**GIVEN PROBLEM**
Copy out the data below verbatim.

**MATERIAL PROVIDED**
* * *
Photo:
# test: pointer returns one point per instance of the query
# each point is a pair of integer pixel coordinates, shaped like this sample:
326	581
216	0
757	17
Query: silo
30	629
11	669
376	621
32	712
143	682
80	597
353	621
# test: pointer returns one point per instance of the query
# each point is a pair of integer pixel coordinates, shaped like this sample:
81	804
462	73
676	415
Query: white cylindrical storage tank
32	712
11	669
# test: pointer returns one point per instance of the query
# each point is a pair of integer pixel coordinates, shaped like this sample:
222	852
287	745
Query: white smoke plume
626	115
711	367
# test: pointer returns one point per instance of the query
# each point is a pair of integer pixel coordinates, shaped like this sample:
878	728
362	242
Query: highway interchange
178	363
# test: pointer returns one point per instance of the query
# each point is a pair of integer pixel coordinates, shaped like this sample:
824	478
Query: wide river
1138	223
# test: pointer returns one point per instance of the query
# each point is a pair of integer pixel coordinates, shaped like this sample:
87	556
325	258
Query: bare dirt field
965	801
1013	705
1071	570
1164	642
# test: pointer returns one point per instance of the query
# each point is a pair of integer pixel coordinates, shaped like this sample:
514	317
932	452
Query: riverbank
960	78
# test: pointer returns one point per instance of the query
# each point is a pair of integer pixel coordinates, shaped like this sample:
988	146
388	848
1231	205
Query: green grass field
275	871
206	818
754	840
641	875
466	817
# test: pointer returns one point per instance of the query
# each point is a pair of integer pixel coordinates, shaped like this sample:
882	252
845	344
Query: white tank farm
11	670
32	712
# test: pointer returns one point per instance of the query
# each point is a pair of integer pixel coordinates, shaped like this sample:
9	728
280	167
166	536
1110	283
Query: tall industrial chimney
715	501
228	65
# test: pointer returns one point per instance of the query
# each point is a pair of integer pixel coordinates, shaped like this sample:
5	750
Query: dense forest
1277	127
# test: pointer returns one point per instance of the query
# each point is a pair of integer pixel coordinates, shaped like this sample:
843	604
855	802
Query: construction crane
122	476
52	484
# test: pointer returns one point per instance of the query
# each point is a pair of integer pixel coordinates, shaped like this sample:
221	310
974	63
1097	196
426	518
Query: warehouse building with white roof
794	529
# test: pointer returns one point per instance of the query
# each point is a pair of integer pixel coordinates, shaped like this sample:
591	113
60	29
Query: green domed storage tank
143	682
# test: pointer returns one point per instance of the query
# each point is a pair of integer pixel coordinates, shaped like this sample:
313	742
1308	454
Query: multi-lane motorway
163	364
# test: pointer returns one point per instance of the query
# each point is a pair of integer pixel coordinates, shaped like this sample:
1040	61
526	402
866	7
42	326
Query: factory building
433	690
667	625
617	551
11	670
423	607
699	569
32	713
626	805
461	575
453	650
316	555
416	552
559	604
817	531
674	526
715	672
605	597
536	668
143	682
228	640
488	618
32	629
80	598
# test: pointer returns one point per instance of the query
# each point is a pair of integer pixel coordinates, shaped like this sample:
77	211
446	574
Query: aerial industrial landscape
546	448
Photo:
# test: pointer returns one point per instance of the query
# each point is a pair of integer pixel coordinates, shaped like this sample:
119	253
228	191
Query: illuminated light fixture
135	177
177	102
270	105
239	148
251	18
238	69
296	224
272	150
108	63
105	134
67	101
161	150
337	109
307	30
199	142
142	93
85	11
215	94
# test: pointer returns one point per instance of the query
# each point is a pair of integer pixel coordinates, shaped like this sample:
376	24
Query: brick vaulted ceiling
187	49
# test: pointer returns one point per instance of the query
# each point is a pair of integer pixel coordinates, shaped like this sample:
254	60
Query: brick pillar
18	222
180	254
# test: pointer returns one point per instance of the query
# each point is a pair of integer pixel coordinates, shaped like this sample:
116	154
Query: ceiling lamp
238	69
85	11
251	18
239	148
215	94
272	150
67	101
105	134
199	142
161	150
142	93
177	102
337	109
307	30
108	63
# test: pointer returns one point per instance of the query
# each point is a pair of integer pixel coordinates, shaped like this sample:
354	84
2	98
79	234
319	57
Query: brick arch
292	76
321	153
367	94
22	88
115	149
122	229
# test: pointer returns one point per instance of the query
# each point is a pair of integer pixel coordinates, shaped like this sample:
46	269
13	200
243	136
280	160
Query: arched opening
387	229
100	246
* * *
**ANSWER FOR THE TASK**
Photo:
# test: pointer returns one point per instance of the query
# each point is a pair of integer pixel coordinates, shaped like this sample:
326	581
216	0
757	17
Query: silo
30	629
11	669
376	621
32	712
143	682
80	597
353	621
# test: pointer returns one point per instance of the query
# each point is a pair of integer pixel coordinates, shaped like this sample:
81	804
462	73
676	415
Query: white cylindrical storage tank
32	712
11	669
# test: pointer returns one point per instance of the query
# each point is a pair of integer pixel coordinates, shaped like this sample:
222	852
287	745
Query: white smoke plume
626	115
711	367
# test: pointer returns one point per instance of the query
# each point is a pair of integer pixel coordinates, shaped like this sample:
878	728
362	242
Query: highway interchange
178	363
# test: pointer returns one point per instance of the query
# each point is a pair of integer pixel coordinates, shaped like this sample:
824	478
Query: wide river
1138	223
# test: pointer returns one point per instance of the query
# each point is a pair of integer pixel coordinates, shaped like this sample:
87	556
325	258
Query: bare dirt field
965	801
1013	705
1071	570
1164	642
# test: pointer returns one point per instance of the query
# each point is a pair of integer pixel coordinates, shaped like this sample:
514	317
932	452
Query: riverbank
960	78
# test: pointer returns one point per instance of the query
# each point is a pair of integer pixel coordinates, shaped like this sample:
988	146
388	848
1231	205
Query: green grass field
275	871
206	818
754	840
641	875
466	817
# test: pointer returns one point per instance of the query
# each point is a pair of integer pixel coordinates, shaped like this sample:
882	252
845	344
Query: white tank farm
11	670
32	712
# test: pointer returns one point per instance of the query
# each point is a pair of integer pixel coordinates, shaped like this sample:
9	728
280	167
166	536
1110	283
Query: tall industrial chimney
715	501
228	65
# test: pointer returns one point per instance of the query
# each point is a pair of integer pixel coordinates, shaped like this sample:
5	750
Query: dense forest
1277	127
# test: pointer returns one point per instance of the query
# each point is a pair of integer pixel coordinates, shaped like this sample:
843	604
855	802
Query: construction crane
122	476
52	484
# test: pointer returns one point per instance of the query
# each point is a pair of integer pixel coordinates, shaped like this sample:
221	310
974	63
1097	196
426	518
Query: warehouse building with white roof
794	529
# test: pointer returns one point per instance of the query
# each point is a pair of integer pixel coordinates, shaped like this sample:
591	113
60	29
Query: green domed storage tank
143	682
# test: pointer returns one point per instance of the query
# each point is a pair of integer pixel coordinates, shaped like this sample:
313	742
1308	454
Query: multi-lane motorway
163	364
# test: pointer returns one point per instance of the query
# each point is a pair of integer pixel coordinates, shaped like this sample:
1040	61
526	402
866	7
42	326
Query: factory building
433	690
667	625
617	551
11	670
423	607
699	569
32	713
626	805
461	575
453	650
316	555
416	552
559	604
817	531
674	526
715	672
605	597
536	668
143	682
228	640
488	618
32	629
80	598
# test: pointer returns one point per instance of the query
# each point is a pair of integer pixel coordinates, shaped like this sample:
77	211
446	574
Query: aerial industrial landscape
546	448
Photo:
# test: pointer returns one point per instance of the query
# each point is a pair of integer pixel coordinates, shaped like this sample:
119	253
228	191
Query: illuminated light fixture
135	177
177	102
270	105
239	148
251	18
238	69
296	224
272	150
108	63
105	134
67	101
161	150
337	109
307	30
199	142
142	93
85	11
215	94
# test: pointer returns one point per instance of the query
# each point is a pair of integer pixel coordinates, shaped like this sample:
376	24
Query: brick vaulted ceiling
187	49
# test: pointer returns one point per instance of the query
# each point is a pair of integer pixel coordinates, shaped like this sample:
254	60
Query: brick pillar
18	222
180	254
# test: pointer returns one point per instance of the query
# each point is a pair of integer pixel coordinates, shaped like this sample:
116	154
Query: ceiling lamp
238	69
85	11
251	18
239	148
215	94
272	150
67	101
105	134
199	142
161	150
142	93
177	102
337	109
307	30
108	63
# test: pointer returns one point per instance of the query
# each point is a pair of integer pixel coordinates, shaped like this sample:
354	84
2	98
79	234
319	57
Query: brick arch
292	76
321	153
367	94
22	88
115	149
122	229
# test: pointer returns one point per instance of the query
# each point is a pair of integer pixel coordinates, shaped like this sample:
46	269
13	200
243	136
280	160
Query: arched opening
387	229
100	246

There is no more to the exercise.